Extracted data entries
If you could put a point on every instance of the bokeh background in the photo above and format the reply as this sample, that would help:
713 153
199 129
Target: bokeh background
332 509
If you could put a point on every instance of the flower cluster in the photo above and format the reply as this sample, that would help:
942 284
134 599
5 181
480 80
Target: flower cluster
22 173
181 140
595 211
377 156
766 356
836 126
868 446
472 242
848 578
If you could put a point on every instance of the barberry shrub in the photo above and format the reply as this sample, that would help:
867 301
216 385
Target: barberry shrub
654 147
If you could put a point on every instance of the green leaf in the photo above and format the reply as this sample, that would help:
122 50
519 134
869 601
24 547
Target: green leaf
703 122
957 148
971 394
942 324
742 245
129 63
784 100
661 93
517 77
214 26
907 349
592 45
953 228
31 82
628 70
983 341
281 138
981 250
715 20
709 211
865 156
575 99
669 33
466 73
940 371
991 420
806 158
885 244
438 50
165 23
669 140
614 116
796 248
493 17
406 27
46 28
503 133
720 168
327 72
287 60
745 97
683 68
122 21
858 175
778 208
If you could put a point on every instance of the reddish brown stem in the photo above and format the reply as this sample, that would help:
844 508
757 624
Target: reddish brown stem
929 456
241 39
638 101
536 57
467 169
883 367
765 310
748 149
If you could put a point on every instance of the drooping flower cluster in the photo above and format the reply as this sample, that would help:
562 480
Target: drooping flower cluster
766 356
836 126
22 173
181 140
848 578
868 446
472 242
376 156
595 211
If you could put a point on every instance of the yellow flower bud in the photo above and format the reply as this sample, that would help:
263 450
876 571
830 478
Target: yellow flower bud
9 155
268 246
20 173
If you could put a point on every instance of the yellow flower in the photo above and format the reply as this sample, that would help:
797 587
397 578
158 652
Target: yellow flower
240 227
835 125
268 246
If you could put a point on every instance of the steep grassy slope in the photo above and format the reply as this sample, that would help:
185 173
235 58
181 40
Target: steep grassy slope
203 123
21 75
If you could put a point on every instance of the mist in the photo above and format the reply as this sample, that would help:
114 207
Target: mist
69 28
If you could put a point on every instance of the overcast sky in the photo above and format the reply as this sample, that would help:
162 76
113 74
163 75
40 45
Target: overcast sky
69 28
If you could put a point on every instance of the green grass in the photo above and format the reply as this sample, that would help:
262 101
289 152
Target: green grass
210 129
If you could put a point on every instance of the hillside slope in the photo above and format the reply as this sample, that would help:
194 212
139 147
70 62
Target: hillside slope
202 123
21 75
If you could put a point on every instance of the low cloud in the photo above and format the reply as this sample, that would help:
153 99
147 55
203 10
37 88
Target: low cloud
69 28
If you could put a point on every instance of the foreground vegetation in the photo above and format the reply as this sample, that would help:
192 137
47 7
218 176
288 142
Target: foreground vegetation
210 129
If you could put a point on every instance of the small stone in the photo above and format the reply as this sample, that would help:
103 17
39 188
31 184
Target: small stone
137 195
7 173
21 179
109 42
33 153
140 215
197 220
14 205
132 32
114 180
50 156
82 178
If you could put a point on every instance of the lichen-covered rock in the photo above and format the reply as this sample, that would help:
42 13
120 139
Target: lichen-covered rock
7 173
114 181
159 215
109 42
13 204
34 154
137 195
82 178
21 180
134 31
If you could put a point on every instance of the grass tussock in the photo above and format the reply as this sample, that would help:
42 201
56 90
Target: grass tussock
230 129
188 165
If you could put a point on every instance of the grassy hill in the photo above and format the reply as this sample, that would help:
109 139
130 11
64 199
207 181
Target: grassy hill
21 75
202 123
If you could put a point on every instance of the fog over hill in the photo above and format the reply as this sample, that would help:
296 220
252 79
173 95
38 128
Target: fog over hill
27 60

§ **TASK TO CARRY OUT**: Return each line of the data exactly as written above.

§ **YOUR SOLUTION**:
If you could put a point on every instance of the bokeh background in the photo above and format the reply as this sample, that would help:
713 153
199 129
Target: bokeh background
332 509
If you could put a point on every instance of the flower cluster in the photo above and format the reply as this sample, that would help:
942 284
134 599
5 181
480 80
Target: flower cluster
22 173
181 140
595 211
377 156
766 356
836 126
868 446
472 242
848 578
If you could put a point on every instance of the barberry shrub in the photo above and format the reply as this sample, that would help:
867 301
216 385
Target: barberry shrub
654 147
If you could put a point on every instance of the green leaf in the photo above and format the reply as this sample, that would help:
122 50
519 134
869 601
24 547
Target: green leaf
703 122
957 148
971 394
942 324
742 245
129 63
784 100
661 93
517 77
214 26
907 349
592 45
953 228
31 82
628 70
983 341
281 138
981 250
715 20
709 211
865 156
575 99
669 33
466 73
940 371
991 420
806 158
885 244
438 50
165 23
669 140
614 116
796 248
493 17
406 27
46 28
503 133
720 168
327 72
287 60
745 97
683 68
122 21
858 175
778 208
If you could put a point on every instance of the reddish brown stem in the photo above and format the reply as this sample, that would help:
844 508
757 624
Target: reddish brown stem
929 456
241 39
638 101
536 57
467 169
883 367
765 310
748 149
If you could put a point on every instance of the drooping flower cluster in the photo above and format the reply as this sample, that would help:
562 480
Target: drooping flower cluster
766 356
836 126
22 173
181 140
848 578
868 446
472 242
376 156
595 211
If you could put a point on every instance of the yellow flower bud in the photo above and format the reply as this sample, that would help:
263 450
876 571
830 478
Target: yellow flower bud
9 155
268 246
20 173
If you could put a point on every instance of the yellow flower in the photo above and format the reply as this sample, that would help:
797 587
397 578
158 652
Target: yellow flower
240 227
835 125
268 246
If you could put a point on every instance of the steep grassy slope in the photo above and format the reply as this sample, that would help:
185 173
235 58
181 40
Target: steep grassy slope
203 123
21 75
If you could put a point on every instance of the mist in the photo above and format the reply as this sample, that would help:
114 207
Target: mist
69 28
If you could put a point on every instance of the overcast sky in the photo above and format the reply as this sample, that would help:
162 76
113 74
163 75
40 45
Target: overcast sky
69 28
If you could put a point on every instance of the green grass in the photo above and format the reply as this sample, that would help:
262 101
289 152
Target: green grass
210 129
If you could put a point on every instance of the hillside slope in the photo above and format the reply as this sample, that would help:
194 212
139 147
70 62
Target: hillside slope
202 123
21 75
If you could put a point on every instance of the low cloud in the photo above and format the reply as this sample, that would help:
153 99
147 55
203 10
37 88
Target: low cloud
69 28
If you could put a point on every instance of the foreground vegetation in the photo above and format the reply as this sample, that would help:
192 137
47 7
218 176
288 142
Target: foreground vegetation
210 129
If you could put a point on every instance of the small stone in the photo above and format the reply as this sample, that would help:
103 17
39 188
31 184
Target: small stone
137 195
7 173
21 179
109 42
33 153
140 215
197 220
14 205
132 32
114 180
50 156
82 178
If you could put a point on every instance of the lichen-covered rock in the photo above and format the reply as this sample, that would help:
42 13
120 139
Target: lichen-covered rock
7 173
114 181
159 215
109 42
13 204
34 154
137 195
82 178
21 180
134 31
If you could put a point on every instance of the grass tussock in the photo above and format the reply as this sample, that would help:
42 201
56 90
Target: grass tussock
230 129
188 165
If you could put a point on every instance of the grassy hill in the photo above and format the reply as this sample, that would help:
109 139
130 11
64 199
207 181
Target: grassy hill
21 75
202 123
If you could put a point on every instance of the fog over hill in the photo above and format the reply as this sample, that would help:
296 220
252 79
173 95
38 128
Target: fog over hill
27 60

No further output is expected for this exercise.